(Data for review Opens)

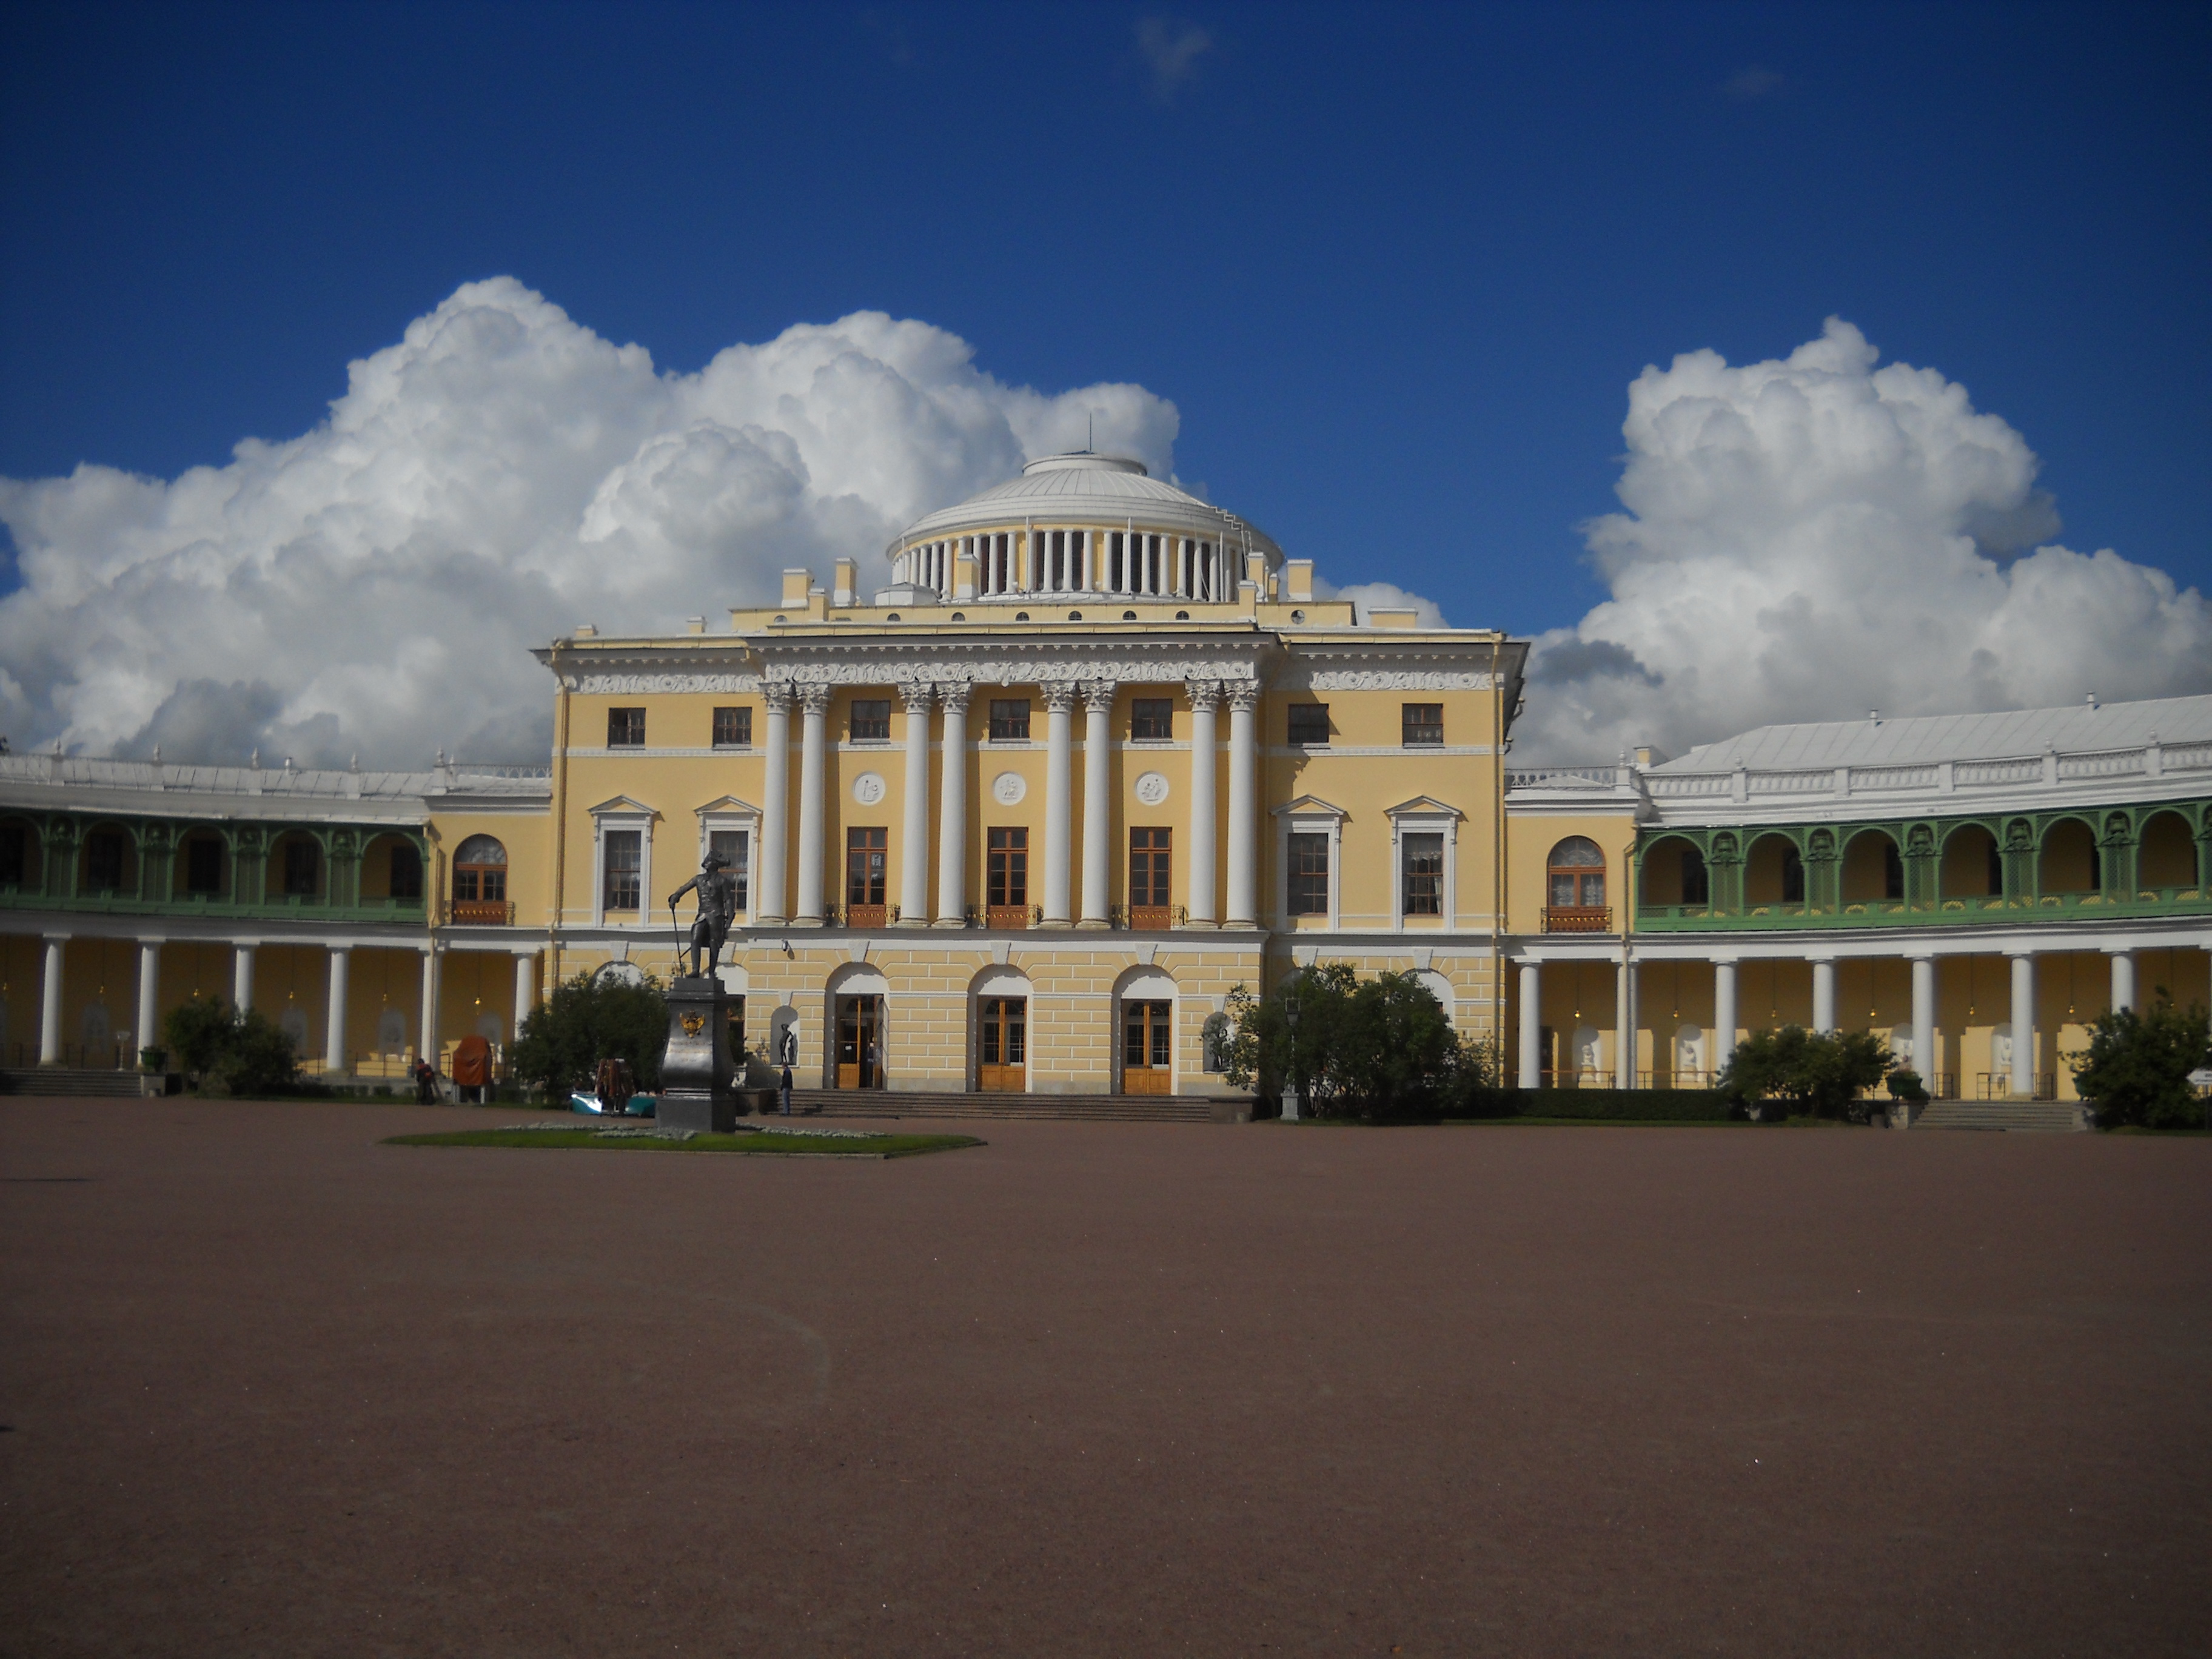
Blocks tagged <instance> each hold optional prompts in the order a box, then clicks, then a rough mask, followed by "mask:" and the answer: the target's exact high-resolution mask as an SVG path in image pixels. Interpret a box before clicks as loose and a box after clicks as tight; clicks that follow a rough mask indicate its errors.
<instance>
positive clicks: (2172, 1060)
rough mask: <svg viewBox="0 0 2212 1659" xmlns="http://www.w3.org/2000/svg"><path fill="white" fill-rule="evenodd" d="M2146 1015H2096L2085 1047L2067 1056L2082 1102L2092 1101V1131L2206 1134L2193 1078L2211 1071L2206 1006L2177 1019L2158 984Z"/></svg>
mask: <svg viewBox="0 0 2212 1659" xmlns="http://www.w3.org/2000/svg"><path fill="white" fill-rule="evenodd" d="M2157 998H2159V1000H2157V1002H2154V1004H2152V1006H2150V1009H2148V1011H2146V1013H2137V1011H2135V1009H2121V1011H2119V1013H2101V1015H2097V1020H2095V1024H2090V1029H2088V1048H2081V1051H2079V1053H2073V1055H2068V1057H2066V1064H2068V1066H2070V1068H2073V1075H2075V1091H2079V1095H2081V1099H2093V1102H2097V1126H2099V1128H2119V1126H2121V1124H2139V1126H2141V1128H2203V1126H2205V1102H2203V1099H2199V1097H2197V1088H2194V1086H2192V1084H2190V1073H2192V1071H2197V1068H2199V1066H2212V1020H2208V1015H2205V1011H2203V1006H2194V1009H2190V1011H2188V1013H2179V1011H2177V1009H2174V1004H2172V998H2170V995H2168V991H2166V987H2163V984H2161V987H2159V991H2157Z"/></svg>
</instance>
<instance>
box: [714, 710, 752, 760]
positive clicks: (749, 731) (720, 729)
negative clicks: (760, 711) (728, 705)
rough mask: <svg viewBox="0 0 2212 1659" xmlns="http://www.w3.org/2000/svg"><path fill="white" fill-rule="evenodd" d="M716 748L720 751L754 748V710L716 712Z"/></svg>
mask: <svg viewBox="0 0 2212 1659" xmlns="http://www.w3.org/2000/svg"><path fill="white" fill-rule="evenodd" d="M714 748H719V750H750V748H752V710H750V708H717V710H714Z"/></svg>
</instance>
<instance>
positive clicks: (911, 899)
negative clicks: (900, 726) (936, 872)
mask: <svg viewBox="0 0 2212 1659" xmlns="http://www.w3.org/2000/svg"><path fill="white" fill-rule="evenodd" d="M898 695H900V699H902V701H905V703H907V805H905V827H902V830H900V847H898V925H900V927H929V701H931V697H929V681H927V679H909V681H905V684H902V686H900V688H898Z"/></svg>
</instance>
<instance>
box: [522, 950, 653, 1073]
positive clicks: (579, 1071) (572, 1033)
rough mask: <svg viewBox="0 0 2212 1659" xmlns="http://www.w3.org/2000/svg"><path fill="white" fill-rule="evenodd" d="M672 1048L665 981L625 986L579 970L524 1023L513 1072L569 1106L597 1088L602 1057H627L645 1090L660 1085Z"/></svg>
mask: <svg viewBox="0 0 2212 1659" xmlns="http://www.w3.org/2000/svg"><path fill="white" fill-rule="evenodd" d="M666 1048H668V998H664V995H661V984H659V980H655V978H653V975H650V973H648V975H646V980H644V982H641V984H619V982H615V980H599V978H593V975H591V973H577V975H575V978H573V980H568V982H566V984H560V987H555V989H553V995H549V998H546V1000H544V1002H540V1004H538V1009H533V1011H531V1018H529V1020H524V1022H522V1035H520V1037H518V1040H515V1048H513V1055H511V1071H513V1075H515V1077H518V1079H520V1082H524V1084H529V1086H531V1088H535V1091H538V1093H542V1095H544V1099H549V1102H553V1104H566V1099H568V1091H573V1088H591V1084H593V1082H595V1077H597V1068H599V1062H602V1060H628V1062H630V1071H633V1073H635V1075H637V1086H639V1088H641V1091H653V1088H659V1084H661V1053H664V1051H666Z"/></svg>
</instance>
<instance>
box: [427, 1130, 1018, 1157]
mask: <svg viewBox="0 0 2212 1659" xmlns="http://www.w3.org/2000/svg"><path fill="white" fill-rule="evenodd" d="M385 1146H531V1148H586V1150H599V1152H615V1150H624V1152H734V1155H739V1157H916V1155H918V1152H953V1150H958V1148H962V1146H984V1141H980V1139H975V1137H973V1135H863V1133H852V1130H845V1133H836V1135H823V1133H810V1135H801V1133H787V1130H783V1133H779V1130H752V1133H741V1135H692V1137H690V1139H688V1141H675V1139H655V1137H650V1135H637V1133H630V1135H606V1133H604V1130H595V1128H584V1126H580V1128H568V1126H557V1128H462V1130H451V1133H445V1135H394V1137H389V1139H387V1141H385Z"/></svg>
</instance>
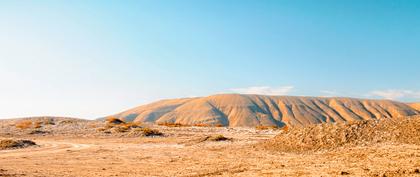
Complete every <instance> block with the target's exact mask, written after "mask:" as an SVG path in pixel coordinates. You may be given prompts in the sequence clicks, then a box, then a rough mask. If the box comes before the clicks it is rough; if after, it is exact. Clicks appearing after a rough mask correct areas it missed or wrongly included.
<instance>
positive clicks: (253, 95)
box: [112, 94, 420, 127]
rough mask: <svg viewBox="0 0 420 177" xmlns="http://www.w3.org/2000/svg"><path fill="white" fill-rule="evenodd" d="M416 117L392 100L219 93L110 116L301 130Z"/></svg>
mask: <svg viewBox="0 0 420 177" xmlns="http://www.w3.org/2000/svg"><path fill="white" fill-rule="evenodd" d="M418 114H420V112H419V111H418V110H416V109H414V108H413V107H411V106H409V105H407V104H404V103H400V102H394V101H390V100H366V99H353V98H317V97H294V96H263V95H241V94H222V95H213V96H209V97H200V98H187V99H173V100H163V101H158V102H155V103H152V104H148V105H144V106H139V107H136V108H133V109H130V110H127V111H124V112H122V113H119V114H116V115H113V116H112V117H117V118H122V119H125V120H126V121H135V122H153V123H180V124H187V125H194V124H206V125H223V126H230V127H241V126H242V127H255V126H259V125H264V126H283V125H285V124H287V125H291V126H303V125H309V124H318V123H323V122H351V121H356V120H368V119H376V118H393V117H403V116H412V115H418Z"/></svg>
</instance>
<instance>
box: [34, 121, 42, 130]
mask: <svg viewBox="0 0 420 177" xmlns="http://www.w3.org/2000/svg"><path fill="white" fill-rule="evenodd" d="M41 127H42V122H41V121H36V122H34V128H41Z"/></svg>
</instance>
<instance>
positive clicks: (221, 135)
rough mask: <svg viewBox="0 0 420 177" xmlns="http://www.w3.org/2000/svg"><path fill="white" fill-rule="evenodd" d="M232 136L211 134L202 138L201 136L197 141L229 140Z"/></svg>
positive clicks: (219, 140)
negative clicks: (205, 136) (215, 134)
mask: <svg viewBox="0 0 420 177" xmlns="http://www.w3.org/2000/svg"><path fill="white" fill-rule="evenodd" d="M230 140H232V138H227V137H225V136H223V135H211V136H206V137H204V138H201V139H200V140H199V141H198V142H204V141H230Z"/></svg>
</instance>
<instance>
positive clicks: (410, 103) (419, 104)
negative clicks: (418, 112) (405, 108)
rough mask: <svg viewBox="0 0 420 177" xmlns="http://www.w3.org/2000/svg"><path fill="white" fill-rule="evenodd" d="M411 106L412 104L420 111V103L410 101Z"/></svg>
mask: <svg viewBox="0 0 420 177" xmlns="http://www.w3.org/2000/svg"><path fill="white" fill-rule="evenodd" d="M408 105H409V106H411V107H412V108H414V109H416V110H418V111H420V103H408Z"/></svg>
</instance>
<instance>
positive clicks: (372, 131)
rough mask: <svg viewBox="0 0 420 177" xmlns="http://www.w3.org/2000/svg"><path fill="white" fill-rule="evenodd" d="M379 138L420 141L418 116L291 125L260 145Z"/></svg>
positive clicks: (284, 149)
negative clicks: (332, 123)
mask: <svg viewBox="0 0 420 177" xmlns="http://www.w3.org/2000/svg"><path fill="white" fill-rule="evenodd" d="M382 142H395V143H407V144H420V117H419V116H418V117H409V118H400V119H381V120H366V121H356V122H353V123H348V124H320V125H312V126H308V127H305V128H292V129H289V130H288V131H283V132H281V133H280V134H279V135H277V136H276V137H275V138H273V139H272V140H269V141H267V142H264V143H262V147H264V148H265V149H271V150H278V151H292V152H293V151H296V152H301V151H311V150H322V149H331V148H337V147H343V146H355V145H369V144H374V143H382Z"/></svg>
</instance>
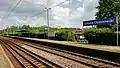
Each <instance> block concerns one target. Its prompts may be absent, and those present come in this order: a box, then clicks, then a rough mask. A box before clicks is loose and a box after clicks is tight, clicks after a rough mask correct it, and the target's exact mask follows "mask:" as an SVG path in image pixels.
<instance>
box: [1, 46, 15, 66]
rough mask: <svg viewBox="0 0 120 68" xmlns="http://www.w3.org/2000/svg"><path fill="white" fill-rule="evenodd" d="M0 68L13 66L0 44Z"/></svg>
mask: <svg viewBox="0 0 120 68" xmlns="http://www.w3.org/2000/svg"><path fill="white" fill-rule="evenodd" d="M0 68H14V67H13V65H12V64H11V61H10V60H9V58H8V57H7V55H6V53H5V51H4V50H3V48H2V46H1V45H0Z"/></svg>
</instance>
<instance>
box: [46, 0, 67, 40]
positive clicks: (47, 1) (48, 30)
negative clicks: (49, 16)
mask: <svg viewBox="0 0 120 68" xmlns="http://www.w3.org/2000/svg"><path fill="white" fill-rule="evenodd" d="M66 1H69V0H66ZM66 1H63V2H61V3H59V4H57V5H55V6H53V7H51V8H49V5H48V2H49V0H47V7H45V9H46V16H47V25H48V39H49V35H50V33H49V32H50V24H49V10H51V9H52V8H54V7H56V6H59V5H61V4H63V3H65V2H66Z"/></svg>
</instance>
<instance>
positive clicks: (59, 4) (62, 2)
mask: <svg viewBox="0 0 120 68" xmlns="http://www.w3.org/2000/svg"><path fill="white" fill-rule="evenodd" d="M66 1H70V0H65V1H63V2H61V3H59V4H57V5H54V6H53V7H51V8H54V7H56V6H60V5H62V4H63V3H65V2H66Z"/></svg>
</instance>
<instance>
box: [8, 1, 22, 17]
mask: <svg viewBox="0 0 120 68" xmlns="http://www.w3.org/2000/svg"><path fill="white" fill-rule="evenodd" d="M21 1H22V0H19V1H18V2H17V3H16V5H15V6H14V7H13V8H12V9H11V11H10V13H9V14H8V15H7V17H9V16H10V15H11V14H12V12H13V11H14V10H15V8H16V7H17V6H18V5H19V4H20V2H21Z"/></svg>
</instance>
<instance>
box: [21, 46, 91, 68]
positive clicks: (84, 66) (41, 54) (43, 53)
mask: <svg viewBox="0 0 120 68" xmlns="http://www.w3.org/2000/svg"><path fill="white" fill-rule="evenodd" d="M22 47H24V48H25V49H27V50H30V51H32V52H33V53H35V54H37V55H40V56H42V57H44V58H45V59H48V60H49V61H52V62H54V63H56V64H59V65H60V66H63V67H64V68H90V67H88V66H85V65H83V64H80V63H77V62H75V61H72V60H68V59H65V58H63V57H60V56H57V55H54V54H50V53H47V52H45V51H42V50H39V49H36V48H33V47H30V46H26V45H24V46H22Z"/></svg>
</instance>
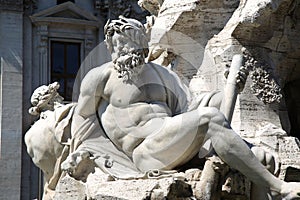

(Data for review Closes)

Please put everything from the start of the items down to and including the line that contains "positive clicks: (2172, 1060)" into a Markdown table with the columns Row and Line, skipping blank lines and leaving out the pictures.

Response box —
| Row | Line |
|---|---|
| 1 | Blocks tagged <instance> each hold optional prompts in the order a box, then clicks, then a rough mask, followed by "mask:" and the answer: the target's exact high-resolution mask as an SVG path in image pixels. Interpret a box before clicks as loose and a box after clicks as tight; clicks that follow a rough mask indicate its errors. |
| 2 | <instance> |
| 3 | positive clicks: (2172, 1060) |